--- BEGIN ---

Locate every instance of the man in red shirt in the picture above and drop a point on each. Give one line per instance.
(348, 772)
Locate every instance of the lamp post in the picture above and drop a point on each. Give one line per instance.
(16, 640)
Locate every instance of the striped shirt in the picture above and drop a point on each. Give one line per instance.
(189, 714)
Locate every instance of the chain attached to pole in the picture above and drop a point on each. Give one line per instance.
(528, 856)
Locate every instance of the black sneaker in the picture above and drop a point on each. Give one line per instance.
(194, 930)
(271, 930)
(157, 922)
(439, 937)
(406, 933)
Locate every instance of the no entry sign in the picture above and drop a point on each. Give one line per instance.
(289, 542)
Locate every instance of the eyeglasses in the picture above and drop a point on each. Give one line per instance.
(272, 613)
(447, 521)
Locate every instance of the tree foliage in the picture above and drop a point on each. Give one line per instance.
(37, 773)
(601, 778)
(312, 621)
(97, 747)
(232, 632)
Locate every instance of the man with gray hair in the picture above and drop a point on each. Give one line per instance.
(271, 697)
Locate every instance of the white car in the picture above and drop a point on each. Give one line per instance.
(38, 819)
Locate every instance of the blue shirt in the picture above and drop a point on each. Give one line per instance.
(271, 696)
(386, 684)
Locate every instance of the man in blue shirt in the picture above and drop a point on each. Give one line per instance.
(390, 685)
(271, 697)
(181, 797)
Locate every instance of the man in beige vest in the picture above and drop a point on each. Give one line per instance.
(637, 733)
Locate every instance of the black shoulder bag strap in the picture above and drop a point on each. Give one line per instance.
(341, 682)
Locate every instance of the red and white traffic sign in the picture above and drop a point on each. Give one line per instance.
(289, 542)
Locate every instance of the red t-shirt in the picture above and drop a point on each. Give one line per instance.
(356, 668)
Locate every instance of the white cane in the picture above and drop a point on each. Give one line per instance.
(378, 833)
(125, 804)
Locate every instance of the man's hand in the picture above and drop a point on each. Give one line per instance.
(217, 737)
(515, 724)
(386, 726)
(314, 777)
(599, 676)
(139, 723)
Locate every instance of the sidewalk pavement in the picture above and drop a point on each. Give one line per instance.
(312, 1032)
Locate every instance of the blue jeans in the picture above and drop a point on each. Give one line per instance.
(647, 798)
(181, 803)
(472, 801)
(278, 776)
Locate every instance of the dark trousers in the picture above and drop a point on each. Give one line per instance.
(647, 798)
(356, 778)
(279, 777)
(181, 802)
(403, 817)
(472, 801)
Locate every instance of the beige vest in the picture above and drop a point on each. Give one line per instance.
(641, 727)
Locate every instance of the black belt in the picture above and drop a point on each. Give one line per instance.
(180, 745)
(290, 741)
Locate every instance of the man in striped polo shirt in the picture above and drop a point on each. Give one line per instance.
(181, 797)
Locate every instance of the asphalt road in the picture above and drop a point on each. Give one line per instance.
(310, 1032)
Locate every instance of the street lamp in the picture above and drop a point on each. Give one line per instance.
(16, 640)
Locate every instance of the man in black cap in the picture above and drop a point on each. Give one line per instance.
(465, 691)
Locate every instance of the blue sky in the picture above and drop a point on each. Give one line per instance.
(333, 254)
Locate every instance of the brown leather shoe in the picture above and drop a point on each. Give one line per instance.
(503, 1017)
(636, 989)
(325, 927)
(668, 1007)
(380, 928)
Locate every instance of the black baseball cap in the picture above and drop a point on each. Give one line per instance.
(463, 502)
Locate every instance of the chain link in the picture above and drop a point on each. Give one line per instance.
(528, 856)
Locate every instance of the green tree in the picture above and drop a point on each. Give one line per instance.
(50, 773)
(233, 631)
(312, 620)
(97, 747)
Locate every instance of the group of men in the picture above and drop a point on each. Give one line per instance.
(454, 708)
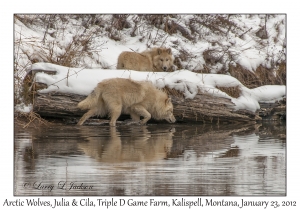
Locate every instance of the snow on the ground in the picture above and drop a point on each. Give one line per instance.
(244, 47)
(83, 81)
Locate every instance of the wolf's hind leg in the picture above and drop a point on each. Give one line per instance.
(134, 116)
(139, 110)
(87, 115)
(115, 113)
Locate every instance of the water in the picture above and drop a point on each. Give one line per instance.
(164, 159)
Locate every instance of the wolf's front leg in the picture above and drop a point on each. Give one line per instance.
(86, 116)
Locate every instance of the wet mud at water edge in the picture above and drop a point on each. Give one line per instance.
(164, 159)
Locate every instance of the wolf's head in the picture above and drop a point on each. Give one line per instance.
(163, 60)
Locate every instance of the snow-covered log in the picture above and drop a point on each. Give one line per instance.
(196, 97)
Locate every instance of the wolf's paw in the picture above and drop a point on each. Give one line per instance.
(131, 122)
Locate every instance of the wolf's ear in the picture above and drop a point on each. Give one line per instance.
(159, 51)
(169, 51)
(168, 101)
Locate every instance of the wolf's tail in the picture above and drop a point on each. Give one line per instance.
(92, 100)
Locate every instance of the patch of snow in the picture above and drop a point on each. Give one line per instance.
(82, 81)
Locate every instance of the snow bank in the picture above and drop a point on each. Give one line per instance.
(83, 81)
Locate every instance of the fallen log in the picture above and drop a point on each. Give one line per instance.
(203, 108)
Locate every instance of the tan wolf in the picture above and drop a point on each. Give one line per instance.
(116, 96)
(155, 59)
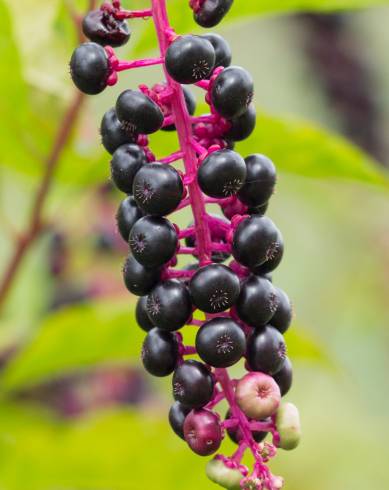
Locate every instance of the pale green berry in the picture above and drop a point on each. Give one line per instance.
(226, 477)
(288, 426)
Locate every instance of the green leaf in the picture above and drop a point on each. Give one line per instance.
(73, 338)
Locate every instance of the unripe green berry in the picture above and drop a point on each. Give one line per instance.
(226, 477)
(288, 426)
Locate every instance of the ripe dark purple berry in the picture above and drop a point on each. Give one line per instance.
(220, 342)
(260, 181)
(256, 240)
(102, 28)
(138, 113)
(222, 49)
(212, 12)
(113, 134)
(168, 305)
(284, 377)
(266, 350)
(222, 173)
(177, 416)
(125, 163)
(138, 279)
(232, 92)
(128, 214)
(257, 301)
(214, 288)
(242, 126)
(203, 432)
(153, 241)
(141, 316)
(160, 352)
(190, 59)
(158, 189)
(193, 384)
(89, 68)
(283, 316)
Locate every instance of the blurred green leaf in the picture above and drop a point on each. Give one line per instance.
(113, 450)
(76, 337)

--- END ---

WHAT YOU WILL DO: Copy out exactly the lines between the line that contains "Locate every instance of the wolf's paw" and the last line of the records, both ends included; leave out every picture.

SOLUTION TO THIS EXERCISE:
Locate every instance of the wolf's paw in the picture above and drop a point on each. Give one line per instance.
(131, 122)
Locate every instance of the wolf's ear in the picture above and drop a point on each. Give one line per instance.
(159, 51)
(169, 51)
(168, 101)
Locate every instance of the wolf's tail in the picture above and drop a point on each. Give one line per instance.
(92, 100)
Locate every instance of the patch of snow in the picture above and drop a point on each. Give one line per instance.
(82, 81)
Locate every instance of the snow bank in the picture above and drop a point on each. Give one line per instance.
(83, 81)
Locate every instance of the fallen log in the picture above and drop a point on each. Give one line per instance.
(203, 108)
Locate every instance of the tan wolf in the picture above and drop a point on each. Give one line per instance.
(116, 96)
(155, 59)
Locate every instance of the pale green berry in the picture above and drop a point on each. Give one line per instance.
(226, 477)
(288, 426)
Locate every instance of the green leaf in the picture above and drop a point on each. Give one line per instance.
(73, 338)
Locate every instance of the unripe green berry in the picture above and drop a point on each. Give one line per instance.
(226, 477)
(288, 426)
Locate every instance of the ripe dark purple berry in the picture above and drop a point on each. Give one line per instance.
(220, 342)
(260, 181)
(256, 240)
(102, 28)
(138, 113)
(222, 49)
(212, 12)
(113, 134)
(168, 305)
(284, 377)
(266, 350)
(222, 173)
(177, 416)
(125, 163)
(138, 279)
(232, 92)
(128, 214)
(257, 301)
(214, 288)
(242, 126)
(203, 432)
(153, 241)
(141, 316)
(160, 352)
(190, 59)
(158, 189)
(193, 384)
(89, 68)
(283, 316)
Locate every instance of the blurred green leaf in the picture above and drop a point on each. Give one line per instance.
(113, 450)
(76, 337)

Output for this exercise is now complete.